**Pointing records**
-- Start --

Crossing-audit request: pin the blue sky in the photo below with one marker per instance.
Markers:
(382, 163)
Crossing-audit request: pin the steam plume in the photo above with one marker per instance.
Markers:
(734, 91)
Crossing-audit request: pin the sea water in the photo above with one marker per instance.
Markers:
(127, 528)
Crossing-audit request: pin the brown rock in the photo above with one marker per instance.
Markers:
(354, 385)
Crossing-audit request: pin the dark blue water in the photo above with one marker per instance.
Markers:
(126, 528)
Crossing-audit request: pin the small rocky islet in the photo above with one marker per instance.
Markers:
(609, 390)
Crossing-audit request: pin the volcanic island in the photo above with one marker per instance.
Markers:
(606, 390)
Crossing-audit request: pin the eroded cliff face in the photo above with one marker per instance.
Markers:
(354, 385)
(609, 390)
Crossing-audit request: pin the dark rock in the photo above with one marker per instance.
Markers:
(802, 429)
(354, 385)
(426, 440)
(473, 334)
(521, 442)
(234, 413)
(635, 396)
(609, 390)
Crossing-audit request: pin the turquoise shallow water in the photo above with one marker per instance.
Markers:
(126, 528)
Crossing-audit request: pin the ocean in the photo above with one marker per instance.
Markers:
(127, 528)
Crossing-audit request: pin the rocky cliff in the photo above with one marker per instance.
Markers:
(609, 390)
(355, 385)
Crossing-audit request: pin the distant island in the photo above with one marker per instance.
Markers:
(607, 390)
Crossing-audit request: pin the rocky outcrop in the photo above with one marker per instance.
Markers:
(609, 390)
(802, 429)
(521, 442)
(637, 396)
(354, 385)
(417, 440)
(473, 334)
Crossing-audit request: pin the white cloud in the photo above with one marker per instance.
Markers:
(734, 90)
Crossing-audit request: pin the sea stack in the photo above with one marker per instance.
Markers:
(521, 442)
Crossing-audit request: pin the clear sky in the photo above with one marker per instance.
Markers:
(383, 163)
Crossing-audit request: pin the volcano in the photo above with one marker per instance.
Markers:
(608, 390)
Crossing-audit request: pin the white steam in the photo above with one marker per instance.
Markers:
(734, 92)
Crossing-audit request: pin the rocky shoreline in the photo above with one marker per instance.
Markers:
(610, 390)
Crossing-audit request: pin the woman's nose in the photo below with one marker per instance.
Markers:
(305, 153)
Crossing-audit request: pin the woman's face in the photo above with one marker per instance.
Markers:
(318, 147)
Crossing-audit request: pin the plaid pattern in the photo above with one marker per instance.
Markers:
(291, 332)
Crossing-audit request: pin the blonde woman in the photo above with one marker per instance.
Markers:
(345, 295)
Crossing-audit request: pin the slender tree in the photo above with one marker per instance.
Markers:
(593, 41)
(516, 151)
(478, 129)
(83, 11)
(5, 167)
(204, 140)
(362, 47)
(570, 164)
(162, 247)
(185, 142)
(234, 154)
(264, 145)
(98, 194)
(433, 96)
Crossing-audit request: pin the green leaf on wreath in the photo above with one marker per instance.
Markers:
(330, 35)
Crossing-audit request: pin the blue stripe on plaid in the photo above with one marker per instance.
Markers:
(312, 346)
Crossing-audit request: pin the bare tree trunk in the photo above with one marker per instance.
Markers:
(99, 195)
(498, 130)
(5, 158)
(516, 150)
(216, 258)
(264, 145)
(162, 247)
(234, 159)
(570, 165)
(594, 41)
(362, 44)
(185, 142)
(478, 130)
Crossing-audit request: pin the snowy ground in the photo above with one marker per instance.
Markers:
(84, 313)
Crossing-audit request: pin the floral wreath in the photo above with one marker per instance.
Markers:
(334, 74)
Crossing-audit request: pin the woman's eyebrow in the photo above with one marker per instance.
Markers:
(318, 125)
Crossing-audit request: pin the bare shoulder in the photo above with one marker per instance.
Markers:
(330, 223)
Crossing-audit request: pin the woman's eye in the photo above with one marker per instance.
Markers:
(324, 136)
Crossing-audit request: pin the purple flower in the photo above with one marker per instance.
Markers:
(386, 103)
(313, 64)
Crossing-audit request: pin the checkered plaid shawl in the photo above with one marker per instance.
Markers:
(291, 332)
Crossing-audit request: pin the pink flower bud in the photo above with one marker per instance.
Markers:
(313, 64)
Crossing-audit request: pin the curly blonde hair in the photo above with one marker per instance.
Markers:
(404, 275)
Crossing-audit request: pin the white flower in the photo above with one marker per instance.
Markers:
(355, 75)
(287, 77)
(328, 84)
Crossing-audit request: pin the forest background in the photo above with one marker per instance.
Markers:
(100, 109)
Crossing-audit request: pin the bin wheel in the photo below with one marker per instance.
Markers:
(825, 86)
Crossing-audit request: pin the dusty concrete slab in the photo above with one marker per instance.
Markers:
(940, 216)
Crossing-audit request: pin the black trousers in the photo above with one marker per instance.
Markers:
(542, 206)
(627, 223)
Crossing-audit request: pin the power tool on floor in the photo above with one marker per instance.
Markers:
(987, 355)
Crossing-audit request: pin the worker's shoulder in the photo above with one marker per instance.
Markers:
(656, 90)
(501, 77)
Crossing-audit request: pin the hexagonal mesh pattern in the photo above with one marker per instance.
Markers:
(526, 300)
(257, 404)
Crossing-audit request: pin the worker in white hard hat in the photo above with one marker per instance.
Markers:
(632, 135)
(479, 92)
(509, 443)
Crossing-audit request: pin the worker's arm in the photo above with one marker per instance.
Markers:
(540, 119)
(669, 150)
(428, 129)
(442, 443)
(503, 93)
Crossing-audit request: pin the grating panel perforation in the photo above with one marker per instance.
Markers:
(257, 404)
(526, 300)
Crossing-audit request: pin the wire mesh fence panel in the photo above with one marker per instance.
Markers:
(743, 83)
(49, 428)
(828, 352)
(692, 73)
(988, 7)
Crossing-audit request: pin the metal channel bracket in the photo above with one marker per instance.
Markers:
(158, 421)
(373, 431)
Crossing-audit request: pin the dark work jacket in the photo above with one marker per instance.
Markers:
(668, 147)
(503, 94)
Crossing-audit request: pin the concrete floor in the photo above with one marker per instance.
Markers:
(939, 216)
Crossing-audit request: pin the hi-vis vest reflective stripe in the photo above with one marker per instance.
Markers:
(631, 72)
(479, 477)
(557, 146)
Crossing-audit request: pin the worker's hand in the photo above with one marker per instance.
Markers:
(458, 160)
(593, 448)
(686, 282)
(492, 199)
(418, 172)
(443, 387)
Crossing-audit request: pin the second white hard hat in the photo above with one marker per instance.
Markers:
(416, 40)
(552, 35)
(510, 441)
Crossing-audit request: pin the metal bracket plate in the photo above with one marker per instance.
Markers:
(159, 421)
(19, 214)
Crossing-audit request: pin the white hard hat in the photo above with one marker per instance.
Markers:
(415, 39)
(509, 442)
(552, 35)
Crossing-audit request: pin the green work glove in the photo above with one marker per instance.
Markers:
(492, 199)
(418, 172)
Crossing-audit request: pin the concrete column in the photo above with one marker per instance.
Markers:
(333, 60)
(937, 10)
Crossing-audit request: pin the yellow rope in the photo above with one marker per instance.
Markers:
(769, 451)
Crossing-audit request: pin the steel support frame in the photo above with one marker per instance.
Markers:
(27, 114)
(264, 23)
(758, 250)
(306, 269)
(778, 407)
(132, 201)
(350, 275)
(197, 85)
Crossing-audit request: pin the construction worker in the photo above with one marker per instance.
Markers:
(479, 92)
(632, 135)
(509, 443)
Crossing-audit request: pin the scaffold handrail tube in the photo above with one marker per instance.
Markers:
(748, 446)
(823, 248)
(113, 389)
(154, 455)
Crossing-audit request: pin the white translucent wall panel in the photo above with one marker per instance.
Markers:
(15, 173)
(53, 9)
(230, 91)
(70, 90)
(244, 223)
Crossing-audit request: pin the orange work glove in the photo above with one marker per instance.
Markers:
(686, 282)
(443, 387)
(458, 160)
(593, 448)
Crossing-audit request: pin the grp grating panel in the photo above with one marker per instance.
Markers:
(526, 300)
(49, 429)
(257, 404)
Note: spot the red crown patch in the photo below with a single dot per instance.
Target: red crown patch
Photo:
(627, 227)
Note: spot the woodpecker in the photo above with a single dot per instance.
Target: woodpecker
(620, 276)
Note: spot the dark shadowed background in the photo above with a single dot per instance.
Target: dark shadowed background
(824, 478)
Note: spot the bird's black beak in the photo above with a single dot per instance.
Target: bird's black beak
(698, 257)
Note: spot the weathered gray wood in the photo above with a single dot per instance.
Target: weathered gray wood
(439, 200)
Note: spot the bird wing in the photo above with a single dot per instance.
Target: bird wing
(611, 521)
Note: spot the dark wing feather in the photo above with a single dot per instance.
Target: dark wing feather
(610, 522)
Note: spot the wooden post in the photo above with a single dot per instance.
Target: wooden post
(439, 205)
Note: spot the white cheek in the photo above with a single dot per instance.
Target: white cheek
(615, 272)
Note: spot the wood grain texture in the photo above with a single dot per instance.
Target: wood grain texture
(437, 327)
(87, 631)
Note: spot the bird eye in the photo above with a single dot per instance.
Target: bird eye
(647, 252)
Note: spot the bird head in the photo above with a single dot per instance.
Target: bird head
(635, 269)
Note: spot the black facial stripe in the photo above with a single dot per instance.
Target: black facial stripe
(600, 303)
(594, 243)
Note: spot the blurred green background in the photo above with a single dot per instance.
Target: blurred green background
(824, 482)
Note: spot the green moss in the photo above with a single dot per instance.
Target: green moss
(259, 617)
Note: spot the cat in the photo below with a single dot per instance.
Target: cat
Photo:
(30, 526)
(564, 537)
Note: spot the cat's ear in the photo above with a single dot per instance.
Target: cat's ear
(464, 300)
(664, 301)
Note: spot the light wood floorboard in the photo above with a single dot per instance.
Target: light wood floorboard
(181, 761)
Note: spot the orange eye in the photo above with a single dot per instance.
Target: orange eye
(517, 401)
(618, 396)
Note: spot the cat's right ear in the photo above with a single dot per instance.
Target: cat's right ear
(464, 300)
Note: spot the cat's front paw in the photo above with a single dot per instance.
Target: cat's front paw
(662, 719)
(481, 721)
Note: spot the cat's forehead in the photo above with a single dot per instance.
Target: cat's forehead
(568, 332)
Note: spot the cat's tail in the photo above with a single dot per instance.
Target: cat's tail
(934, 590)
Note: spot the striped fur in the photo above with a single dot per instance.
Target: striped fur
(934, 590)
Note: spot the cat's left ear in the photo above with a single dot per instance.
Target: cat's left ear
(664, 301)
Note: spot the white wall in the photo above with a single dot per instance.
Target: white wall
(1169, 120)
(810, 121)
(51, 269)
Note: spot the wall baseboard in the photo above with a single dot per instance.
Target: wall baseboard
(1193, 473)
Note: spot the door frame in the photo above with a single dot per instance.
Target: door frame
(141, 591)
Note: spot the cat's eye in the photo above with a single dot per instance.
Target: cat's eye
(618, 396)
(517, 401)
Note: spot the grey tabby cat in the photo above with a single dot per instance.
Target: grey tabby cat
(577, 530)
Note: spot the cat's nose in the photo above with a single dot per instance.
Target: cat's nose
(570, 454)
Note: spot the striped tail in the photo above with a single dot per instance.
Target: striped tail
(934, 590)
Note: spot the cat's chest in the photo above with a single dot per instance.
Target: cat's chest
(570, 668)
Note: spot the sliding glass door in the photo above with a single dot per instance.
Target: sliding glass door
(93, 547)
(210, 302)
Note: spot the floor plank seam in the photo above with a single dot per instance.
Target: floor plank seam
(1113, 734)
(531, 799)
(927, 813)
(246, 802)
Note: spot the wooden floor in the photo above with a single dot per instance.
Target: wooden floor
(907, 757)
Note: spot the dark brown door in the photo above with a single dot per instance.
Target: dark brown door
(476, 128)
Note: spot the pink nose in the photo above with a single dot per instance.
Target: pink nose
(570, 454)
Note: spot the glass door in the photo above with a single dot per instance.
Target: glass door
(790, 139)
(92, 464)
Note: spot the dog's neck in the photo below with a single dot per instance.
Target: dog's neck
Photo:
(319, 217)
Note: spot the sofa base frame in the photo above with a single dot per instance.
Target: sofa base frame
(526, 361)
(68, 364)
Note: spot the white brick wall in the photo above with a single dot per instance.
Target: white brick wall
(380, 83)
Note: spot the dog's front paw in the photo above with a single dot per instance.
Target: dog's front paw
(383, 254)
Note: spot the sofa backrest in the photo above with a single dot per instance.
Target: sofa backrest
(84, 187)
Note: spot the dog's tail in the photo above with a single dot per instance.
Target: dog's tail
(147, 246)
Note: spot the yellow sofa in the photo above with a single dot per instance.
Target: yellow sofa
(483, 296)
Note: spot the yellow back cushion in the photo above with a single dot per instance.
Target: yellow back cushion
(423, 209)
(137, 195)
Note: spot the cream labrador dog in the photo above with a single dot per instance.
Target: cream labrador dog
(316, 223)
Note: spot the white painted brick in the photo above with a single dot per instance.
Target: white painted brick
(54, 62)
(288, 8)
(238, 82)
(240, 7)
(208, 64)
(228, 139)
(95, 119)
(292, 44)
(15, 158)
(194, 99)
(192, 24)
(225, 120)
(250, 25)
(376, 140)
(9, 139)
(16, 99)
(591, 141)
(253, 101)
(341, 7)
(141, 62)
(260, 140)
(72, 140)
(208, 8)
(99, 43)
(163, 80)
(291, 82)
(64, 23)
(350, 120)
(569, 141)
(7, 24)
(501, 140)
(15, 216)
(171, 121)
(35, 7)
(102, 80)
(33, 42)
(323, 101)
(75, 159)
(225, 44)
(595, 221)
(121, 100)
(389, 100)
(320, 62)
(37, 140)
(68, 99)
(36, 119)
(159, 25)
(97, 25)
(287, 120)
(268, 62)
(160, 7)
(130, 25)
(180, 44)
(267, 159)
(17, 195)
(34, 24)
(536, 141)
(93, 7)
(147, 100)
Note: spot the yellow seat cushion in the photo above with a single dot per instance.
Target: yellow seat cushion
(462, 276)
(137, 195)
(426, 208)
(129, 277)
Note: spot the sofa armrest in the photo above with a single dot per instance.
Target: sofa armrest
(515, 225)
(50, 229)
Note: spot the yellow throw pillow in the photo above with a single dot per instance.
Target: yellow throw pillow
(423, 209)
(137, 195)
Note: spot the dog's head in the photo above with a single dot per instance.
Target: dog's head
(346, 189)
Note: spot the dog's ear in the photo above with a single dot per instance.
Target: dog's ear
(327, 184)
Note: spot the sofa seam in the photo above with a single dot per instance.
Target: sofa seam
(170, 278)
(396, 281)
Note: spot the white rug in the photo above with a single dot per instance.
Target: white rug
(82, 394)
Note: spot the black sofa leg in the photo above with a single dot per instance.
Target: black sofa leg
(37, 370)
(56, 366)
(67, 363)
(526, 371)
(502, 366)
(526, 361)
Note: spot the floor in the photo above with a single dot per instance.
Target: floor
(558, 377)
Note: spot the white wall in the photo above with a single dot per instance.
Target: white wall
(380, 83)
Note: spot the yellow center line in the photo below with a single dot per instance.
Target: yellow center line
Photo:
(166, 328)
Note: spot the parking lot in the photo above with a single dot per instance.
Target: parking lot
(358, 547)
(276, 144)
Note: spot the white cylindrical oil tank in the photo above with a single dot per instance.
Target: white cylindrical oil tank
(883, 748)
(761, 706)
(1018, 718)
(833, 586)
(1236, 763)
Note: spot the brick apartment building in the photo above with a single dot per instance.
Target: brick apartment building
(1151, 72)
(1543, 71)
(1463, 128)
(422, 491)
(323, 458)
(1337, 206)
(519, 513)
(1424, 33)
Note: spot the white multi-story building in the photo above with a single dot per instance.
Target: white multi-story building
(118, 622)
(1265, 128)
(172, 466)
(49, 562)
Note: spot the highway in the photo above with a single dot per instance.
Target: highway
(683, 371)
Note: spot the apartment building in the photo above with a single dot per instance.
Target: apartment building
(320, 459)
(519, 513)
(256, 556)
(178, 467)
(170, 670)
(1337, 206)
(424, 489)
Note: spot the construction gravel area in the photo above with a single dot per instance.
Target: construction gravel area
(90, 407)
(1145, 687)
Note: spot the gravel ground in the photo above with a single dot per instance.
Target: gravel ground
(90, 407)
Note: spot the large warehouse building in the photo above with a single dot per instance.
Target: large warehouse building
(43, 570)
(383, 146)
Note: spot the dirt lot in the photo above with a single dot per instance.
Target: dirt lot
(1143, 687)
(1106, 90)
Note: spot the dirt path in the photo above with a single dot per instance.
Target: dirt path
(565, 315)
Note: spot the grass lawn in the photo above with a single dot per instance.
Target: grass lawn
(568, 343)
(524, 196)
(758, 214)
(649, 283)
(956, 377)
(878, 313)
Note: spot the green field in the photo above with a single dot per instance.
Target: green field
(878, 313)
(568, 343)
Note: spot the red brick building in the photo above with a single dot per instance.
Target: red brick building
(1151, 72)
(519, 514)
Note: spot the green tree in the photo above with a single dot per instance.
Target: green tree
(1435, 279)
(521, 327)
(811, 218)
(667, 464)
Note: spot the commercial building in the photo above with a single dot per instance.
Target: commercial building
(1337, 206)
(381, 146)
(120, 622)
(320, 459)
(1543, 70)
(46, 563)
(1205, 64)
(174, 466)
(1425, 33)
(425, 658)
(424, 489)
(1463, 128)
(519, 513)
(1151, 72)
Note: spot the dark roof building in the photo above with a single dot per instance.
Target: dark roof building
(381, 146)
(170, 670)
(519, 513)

-- End --

**EXERCISE OBJECTIVE**
Output, unchanged, the lines from the line with "Note: spot the green tree" through the final line of the material.

**THE OUTPUT**
Note: spot the green tree in the photo above with a single dot per instance.
Target: green tree
(1435, 279)
(521, 327)
(811, 218)
(667, 464)
Note: spot the commercial building in the photo above with a single dot per instance.
Target: commercial building
(1337, 206)
(381, 146)
(120, 622)
(320, 459)
(1543, 70)
(46, 563)
(1205, 64)
(174, 466)
(1425, 33)
(425, 658)
(424, 489)
(1463, 128)
(519, 513)
(1151, 72)
Note: spot the dark roof building in the photo above with a single dot per instance.
Target: dark roof building
(381, 146)
(170, 670)
(519, 513)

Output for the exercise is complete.